WHAT IS NEEDED:
Every entry, from first to last, is to be written out exactly.
----------------
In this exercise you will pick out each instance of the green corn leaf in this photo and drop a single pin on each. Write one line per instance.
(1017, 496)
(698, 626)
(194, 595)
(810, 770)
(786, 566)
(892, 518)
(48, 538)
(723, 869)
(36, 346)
----------------
EXPECTED ANSWER:
In this exercise you will pick out each instance of the green corn leaf in this photo and drop a single pin on each. Write one line per instance.
(1017, 496)
(698, 626)
(194, 595)
(810, 770)
(786, 566)
(892, 518)
(48, 538)
(723, 869)
(36, 346)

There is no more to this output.